Aufgabe 1:
Beantworte anhand des Textauszugs über Berlusconi vor Gericht:
(a) Vor welchem Gericht ist Berlusconi angeklagt?
(b) Um den Kauf welches Unternehmens geht es in dem Verfahren?
(c) Gegen wessen Rat trat Berlusconi persönlich auf?
Aufgabe 2:
Übersetze aus dem Textauszug über Berlusconi vor Gericht den Satz „Es handle sich um paradoxe Anschuldigungen, so der Regierungschef.“ ins Englische.
Aufgabe 3:
Führe den Artikel über Berlusconi vor Gericht im Anschluss an seinen letzten Satz weiter.

Italien:
Ich, der Staat
Berlusconi vor Gericht...
Wibke Bergemann
»Angriff ist die beste Verteidigung«, dachte sich wohl der italienische
Premierminister Silvio Berlusconi und trat in der vergangenen Woche entgegen dem
Rat seiner Anwälte persönlich in einem juristischen Verfahren auf. Berlusconi
ist vor einem Mailänder Gericht angeklagt, im Zusammenhang mit dem Kauf des
staatlichen Lebensmittelkonzerns SME Mitte der achtziger Jahre Richter bestochen
zu haben. Den Auftritt nutzte er nun, um seine Version der Affäre zum Besten zu
geben: Er habe damals keine eigenen Interessen verfolgt, sondern lediglich eine
Situation verhindert, die den Staatsinteressen zuwider gelaufen sei. Es handle
sich um paradoxe Anschuldigungen, so der Regierungschef.

Auflistung:
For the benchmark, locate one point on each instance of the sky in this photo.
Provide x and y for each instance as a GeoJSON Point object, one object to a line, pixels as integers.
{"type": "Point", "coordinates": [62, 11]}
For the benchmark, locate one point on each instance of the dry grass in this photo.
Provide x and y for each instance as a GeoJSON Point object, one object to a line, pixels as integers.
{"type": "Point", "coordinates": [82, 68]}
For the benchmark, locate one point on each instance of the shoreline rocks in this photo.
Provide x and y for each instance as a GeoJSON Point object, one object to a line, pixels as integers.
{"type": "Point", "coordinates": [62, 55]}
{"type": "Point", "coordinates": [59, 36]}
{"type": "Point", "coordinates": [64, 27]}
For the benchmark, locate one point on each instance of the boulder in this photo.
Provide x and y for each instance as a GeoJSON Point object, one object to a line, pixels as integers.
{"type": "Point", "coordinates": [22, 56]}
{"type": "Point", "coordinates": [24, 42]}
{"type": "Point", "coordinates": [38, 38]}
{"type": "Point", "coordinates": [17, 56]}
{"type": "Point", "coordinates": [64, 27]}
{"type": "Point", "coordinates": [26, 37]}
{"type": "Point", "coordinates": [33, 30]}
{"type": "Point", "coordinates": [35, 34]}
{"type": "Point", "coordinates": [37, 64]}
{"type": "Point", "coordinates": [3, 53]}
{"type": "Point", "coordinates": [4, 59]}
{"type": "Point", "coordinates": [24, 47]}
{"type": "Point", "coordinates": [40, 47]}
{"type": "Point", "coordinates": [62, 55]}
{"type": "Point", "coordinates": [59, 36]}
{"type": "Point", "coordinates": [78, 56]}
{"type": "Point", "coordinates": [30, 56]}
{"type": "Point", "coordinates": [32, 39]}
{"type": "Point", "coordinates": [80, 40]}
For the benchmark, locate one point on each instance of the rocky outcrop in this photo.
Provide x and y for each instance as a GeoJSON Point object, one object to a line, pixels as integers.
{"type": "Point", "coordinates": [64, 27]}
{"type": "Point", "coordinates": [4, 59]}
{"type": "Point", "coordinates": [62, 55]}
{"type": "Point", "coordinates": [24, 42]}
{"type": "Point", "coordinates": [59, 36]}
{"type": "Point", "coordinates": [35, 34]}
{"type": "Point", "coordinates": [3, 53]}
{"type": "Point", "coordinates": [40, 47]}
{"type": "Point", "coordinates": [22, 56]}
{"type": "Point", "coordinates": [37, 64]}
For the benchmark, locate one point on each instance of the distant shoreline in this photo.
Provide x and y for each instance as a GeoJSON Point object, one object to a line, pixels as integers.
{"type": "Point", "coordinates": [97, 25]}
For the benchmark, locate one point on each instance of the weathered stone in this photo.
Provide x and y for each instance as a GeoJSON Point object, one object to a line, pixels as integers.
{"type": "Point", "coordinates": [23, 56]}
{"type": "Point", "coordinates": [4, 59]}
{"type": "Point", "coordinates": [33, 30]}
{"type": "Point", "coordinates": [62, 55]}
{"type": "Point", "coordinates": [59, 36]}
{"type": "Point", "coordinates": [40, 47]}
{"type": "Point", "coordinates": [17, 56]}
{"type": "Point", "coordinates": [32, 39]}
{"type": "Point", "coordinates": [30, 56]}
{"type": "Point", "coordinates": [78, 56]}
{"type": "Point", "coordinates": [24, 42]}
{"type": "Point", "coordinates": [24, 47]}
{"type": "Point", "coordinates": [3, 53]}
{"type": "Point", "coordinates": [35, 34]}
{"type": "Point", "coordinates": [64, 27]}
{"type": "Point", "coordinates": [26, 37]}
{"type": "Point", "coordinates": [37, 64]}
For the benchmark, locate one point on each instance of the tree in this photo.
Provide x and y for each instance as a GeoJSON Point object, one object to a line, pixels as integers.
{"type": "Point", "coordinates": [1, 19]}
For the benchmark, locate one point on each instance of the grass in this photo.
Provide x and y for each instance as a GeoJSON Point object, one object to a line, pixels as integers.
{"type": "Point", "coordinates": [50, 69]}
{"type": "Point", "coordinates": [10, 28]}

Ausgabe 1:
(a) Vor einem Mailänder Gericht.
(b) Um den staatlichen Lebensmittelkonzern SME.
(c) Gegen den Rat seiner Anwälte.

Ausgabe 2:
These were paradoxical accusations, according to the head of government.

Ausgabe 3:
Es sind schwierige Zeiten für Berlusconi. Erst Ende April wurde einer seiner
engsten Vertrauten, der Senator und ehemalige Verteidigungsminister, Cesare
Previti, wegen Bestechung römischer Richter zu elf Jahren Haft verurteilt. In
einem der beiden Korruptionsfälle, die verhandelt wurden, hatte Previti als
Anwalt Anfang der neunziger Jahre die Richter geschmiert, um seinem Klienten
Berlusconi das Kaufrecht an dem Verlagsriesen Mondadori zu sichern. Berlusconi
entkam einem Verfahren in diesem Fall lediglich wegen Verjährung. Auf die
Verurteilung Previtis reagierte er mit einer Kampfansage an die italienische
Justiz.
Mit mehreren neuen Gesetzen ist es der Rechtsregierung gelungen, die
Möglichkeiten der Staatsanwälte und der Gerichte zu beschränken. Vom Gesetz, das
die Verwendung von Beweismaterial aus dem Ausland erschwert, bis zum so
genannten Cirami-Gesetz, das die Überweisung eines Verfahrens an ein anderes
Gericht erleichtert. Letzteres war auf den nun abgeschlossenen Prozess gegen
seinen Freund Previti zugeschnitten.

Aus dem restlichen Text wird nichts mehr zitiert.